**Stated exercise**
Collect every line in the material below that contains the string "bench", and copy each one in full. Case counts, so a line matches only if its letters have the same capitalization.

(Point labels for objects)
/---
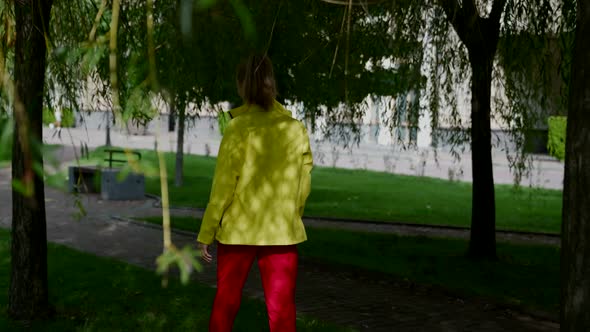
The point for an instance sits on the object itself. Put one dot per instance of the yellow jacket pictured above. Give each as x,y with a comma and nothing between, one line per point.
234,113
261,182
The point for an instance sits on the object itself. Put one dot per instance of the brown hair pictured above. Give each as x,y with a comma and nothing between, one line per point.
256,81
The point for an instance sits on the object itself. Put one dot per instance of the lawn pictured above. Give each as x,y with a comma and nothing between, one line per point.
524,275
99,294
358,194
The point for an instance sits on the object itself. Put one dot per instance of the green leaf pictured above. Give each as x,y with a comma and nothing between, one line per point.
245,18
205,4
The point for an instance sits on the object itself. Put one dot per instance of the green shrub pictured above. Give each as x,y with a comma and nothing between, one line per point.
557,134
223,120
67,117
5,138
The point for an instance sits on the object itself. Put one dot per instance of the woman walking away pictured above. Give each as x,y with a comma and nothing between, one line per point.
262,180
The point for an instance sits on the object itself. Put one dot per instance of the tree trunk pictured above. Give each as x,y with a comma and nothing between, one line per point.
482,244
575,240
28,292
171,119
180,147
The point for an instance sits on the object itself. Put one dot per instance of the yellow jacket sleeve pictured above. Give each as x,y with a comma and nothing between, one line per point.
227,171
307,165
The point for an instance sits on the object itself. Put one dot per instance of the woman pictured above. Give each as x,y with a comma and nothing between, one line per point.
262,180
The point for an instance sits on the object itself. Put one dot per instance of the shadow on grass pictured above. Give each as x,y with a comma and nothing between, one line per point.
100,294
524,275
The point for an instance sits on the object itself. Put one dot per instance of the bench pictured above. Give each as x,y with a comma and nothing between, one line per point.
94,179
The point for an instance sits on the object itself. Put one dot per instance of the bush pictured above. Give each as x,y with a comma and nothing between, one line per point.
5,138
223,119
67,117
557,134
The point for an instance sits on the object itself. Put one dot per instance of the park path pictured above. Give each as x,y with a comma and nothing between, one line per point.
348,298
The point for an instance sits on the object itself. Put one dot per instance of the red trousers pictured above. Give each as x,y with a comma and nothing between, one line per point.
278,270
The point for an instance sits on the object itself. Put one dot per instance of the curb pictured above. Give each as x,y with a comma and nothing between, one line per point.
385,223
521,309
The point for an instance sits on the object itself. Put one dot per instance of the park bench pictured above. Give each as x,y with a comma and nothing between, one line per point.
94,179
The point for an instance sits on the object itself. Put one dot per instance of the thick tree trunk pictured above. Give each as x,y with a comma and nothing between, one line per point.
575,241
28,293
482,244
180,147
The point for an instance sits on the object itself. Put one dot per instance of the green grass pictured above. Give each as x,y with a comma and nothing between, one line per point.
524,275
357,194
99,294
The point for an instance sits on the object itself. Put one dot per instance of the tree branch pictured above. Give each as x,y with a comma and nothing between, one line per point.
455,15
469,8
496,13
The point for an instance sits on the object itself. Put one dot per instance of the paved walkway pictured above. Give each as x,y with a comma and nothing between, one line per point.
203,138
343,297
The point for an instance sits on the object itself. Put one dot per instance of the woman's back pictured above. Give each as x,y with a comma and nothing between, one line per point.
269,156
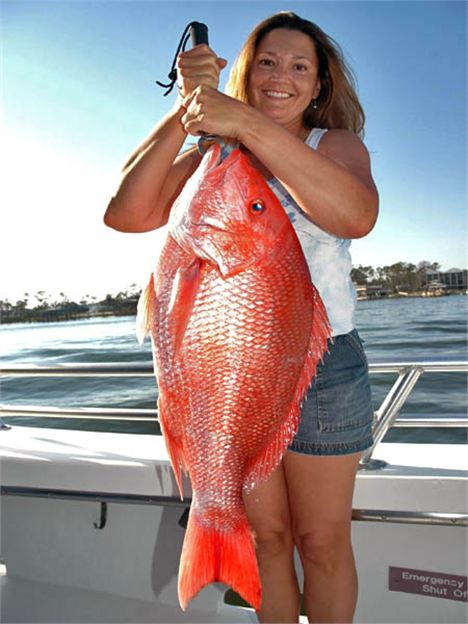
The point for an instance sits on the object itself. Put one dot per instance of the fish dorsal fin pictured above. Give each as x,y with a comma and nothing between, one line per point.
262,465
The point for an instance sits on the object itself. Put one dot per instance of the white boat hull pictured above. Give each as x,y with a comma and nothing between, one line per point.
61,568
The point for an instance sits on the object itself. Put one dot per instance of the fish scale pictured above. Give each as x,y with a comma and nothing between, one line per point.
237,330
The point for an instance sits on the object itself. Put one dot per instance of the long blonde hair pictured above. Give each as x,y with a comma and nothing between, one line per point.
337,105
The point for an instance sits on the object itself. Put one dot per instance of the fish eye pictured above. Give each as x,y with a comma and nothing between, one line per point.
257,206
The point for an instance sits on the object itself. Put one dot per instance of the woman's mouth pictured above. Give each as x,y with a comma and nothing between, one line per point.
277,95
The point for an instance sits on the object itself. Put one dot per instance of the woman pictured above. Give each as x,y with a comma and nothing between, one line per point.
291,104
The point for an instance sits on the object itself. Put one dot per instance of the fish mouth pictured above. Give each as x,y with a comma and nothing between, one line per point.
212,223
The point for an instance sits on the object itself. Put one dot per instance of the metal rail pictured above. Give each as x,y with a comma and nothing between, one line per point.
386,416
368,515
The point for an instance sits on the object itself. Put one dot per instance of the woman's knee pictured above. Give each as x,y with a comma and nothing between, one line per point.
273,543
324,547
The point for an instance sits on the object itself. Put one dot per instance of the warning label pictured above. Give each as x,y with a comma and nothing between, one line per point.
435,584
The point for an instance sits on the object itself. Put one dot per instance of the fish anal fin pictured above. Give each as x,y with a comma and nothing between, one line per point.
184,291
174,446
261,466
219,554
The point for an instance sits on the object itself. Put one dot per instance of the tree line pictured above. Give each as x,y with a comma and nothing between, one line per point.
398,277
42,306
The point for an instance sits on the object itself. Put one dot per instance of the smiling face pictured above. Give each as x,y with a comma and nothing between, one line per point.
284,77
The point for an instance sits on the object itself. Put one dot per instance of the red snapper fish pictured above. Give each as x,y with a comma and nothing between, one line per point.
237,329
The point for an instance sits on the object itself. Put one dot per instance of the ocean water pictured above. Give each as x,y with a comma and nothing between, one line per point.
393,330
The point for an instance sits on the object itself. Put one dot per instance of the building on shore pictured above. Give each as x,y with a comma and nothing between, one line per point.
453,279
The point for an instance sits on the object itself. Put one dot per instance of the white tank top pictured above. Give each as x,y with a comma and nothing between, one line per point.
328,256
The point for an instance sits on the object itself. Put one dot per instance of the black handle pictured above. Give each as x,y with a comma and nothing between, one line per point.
198,33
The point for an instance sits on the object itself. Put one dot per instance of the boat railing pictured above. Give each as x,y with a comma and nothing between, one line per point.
387,415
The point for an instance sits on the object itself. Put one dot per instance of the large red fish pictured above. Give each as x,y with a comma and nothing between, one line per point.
237,330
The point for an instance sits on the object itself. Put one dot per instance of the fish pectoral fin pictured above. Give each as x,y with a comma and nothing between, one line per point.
262,465
184,291
145,310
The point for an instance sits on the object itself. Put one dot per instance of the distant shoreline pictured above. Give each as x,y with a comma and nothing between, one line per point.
54,316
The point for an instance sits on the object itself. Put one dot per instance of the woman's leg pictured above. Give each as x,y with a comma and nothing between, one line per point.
320,490
268,513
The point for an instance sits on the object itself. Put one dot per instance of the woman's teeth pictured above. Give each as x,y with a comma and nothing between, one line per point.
278,94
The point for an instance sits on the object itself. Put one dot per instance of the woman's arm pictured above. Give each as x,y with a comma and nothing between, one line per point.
152,178
154,175
332,184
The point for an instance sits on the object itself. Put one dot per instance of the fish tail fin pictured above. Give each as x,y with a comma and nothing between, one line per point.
145,310
215,553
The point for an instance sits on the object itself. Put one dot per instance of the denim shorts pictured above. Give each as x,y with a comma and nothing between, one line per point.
337,415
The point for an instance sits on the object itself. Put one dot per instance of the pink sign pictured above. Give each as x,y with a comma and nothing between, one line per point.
435,584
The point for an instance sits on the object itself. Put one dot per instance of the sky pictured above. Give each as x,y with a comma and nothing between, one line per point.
79,94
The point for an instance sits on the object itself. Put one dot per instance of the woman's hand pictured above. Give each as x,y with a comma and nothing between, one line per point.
211,112
198,66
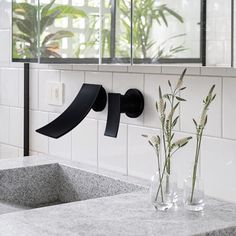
\---
**Exercise solution**
The point for an instance sits on the object itself. Put one dot per instance of the bench pictured above. Give each as x,y with a comma and nothing between, one line per point.
The point for an instance sits on the object itself. Put one dot per instance of the park bench pictured above. Give each as x,y with a comma and nothing between, one line per point.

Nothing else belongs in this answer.